▶ [DIRECTIONS] Set down every record below exactly as it stands, leaving out the pictures.

▶ [SUPPLIED ENTRIES]
>>>
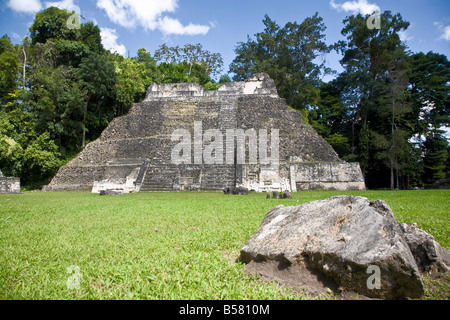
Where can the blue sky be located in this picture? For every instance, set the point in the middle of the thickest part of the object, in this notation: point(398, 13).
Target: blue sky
point(128, 25)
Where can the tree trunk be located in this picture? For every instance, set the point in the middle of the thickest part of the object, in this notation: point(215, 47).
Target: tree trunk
point(24, 65)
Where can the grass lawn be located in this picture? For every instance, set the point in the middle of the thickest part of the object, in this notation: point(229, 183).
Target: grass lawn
point(163, 245)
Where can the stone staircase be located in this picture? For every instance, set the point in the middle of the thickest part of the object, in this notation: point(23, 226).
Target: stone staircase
point(159, 178)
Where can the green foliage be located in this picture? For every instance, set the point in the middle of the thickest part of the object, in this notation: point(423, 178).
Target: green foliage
point(289, 56)
point(8, 69)
point(194, 56)
point(41, 158)
point(435, 159)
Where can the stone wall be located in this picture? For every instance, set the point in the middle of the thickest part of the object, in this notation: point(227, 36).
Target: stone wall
point(134, 151)
point(9, 185)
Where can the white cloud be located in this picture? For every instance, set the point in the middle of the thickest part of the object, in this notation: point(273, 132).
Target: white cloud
point(404, 36)
point(109, 41)
point(149, 15)
point(444, 30)
point(64, 4)
point(25, 6)
point(355, 7)
point(172, 26)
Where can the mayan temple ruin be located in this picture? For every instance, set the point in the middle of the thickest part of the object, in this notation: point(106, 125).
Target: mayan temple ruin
point(9, 184)
point(135, 152)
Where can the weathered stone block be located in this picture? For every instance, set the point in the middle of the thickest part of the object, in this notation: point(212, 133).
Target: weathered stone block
point(342, 238)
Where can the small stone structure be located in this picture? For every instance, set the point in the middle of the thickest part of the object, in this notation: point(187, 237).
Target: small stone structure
point(133, 153)
point(9, 185)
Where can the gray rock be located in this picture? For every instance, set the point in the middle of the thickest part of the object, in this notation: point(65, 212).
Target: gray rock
<<<
▶ [RESPONSE AREA]
Where can the blue sky be located in this picture? For every instance, set the point in the middle of the thickest part of the object, in this notation: point(398, 13).
Target: blue sky
point(128, 25)
Where can the tree trunk be located in this picture? For every instance, set the point in the middle of the thickest part of the object, in this notation: point(215, 47).
Target: tree trunk
point(24, 65)
Where can the grass lawn be located in this picture? For every instance, set the point in the middle of the thickest part of the object, in this notation: point(229, 183).
Target: grass lawn
point(163, 245)
Where can the stone staircase be located in this picture? For every instance, set the point in the middle of the thickest part of the object, in this notation: point(23, 226).
Target: stone staircase
point(159, 178)
Where can the green foliage be located in this picture? For every instance, set the point in the middle of the thickest part of the object, in this notation: point(423, 178).
Target: green foliage
point(289, 56)
point(8, 69)
point(194, 56)
point(41, 158)
point(435, 159)
Where can the stone wall be located in this picture? For every instance, set the point in the middle of the thickest part of the object, in this notation: point(227, 36).
Target: stone wall
point(134, 151)
point(9, 185)
Where can the white cloud be located in this picture? For every instance, set the point in the middle of the thickest part of the object, in this notation: point(273, 132).
Target: white cloud
point(404, 36)
point(109, 41)
point(149, 15)
point(444, 30)
point(64, 4)
point(25, 6)
point(355, 7)
point(172, 26)
Where can the mayan temple ruin be located in this picture? For every instance, set the point in the middle of the thickest part of the object, in this notation: point(106, 125).
Target: mayan temple ruin
point(9, 184)
point(135, 152)
Where can the weathered stone block be located in this picture? For every instance, set the point in the middle of the thickest part of the object, in this notation: point(212, 133).
Target: weathered stone block
point(342, 238)
Where can the small stone structure be located in this picture? For every instance, set the point in the middle of the thickest part of the object, in this notation: point(187, 237).
Target: small stone structure
point(133, 153)
point(9, 185)
Where can the gray rock be located in this picture? For every instance, set the point in the middle of the thickest part of the object, in this notation: point(65, 212).
Target: gray rock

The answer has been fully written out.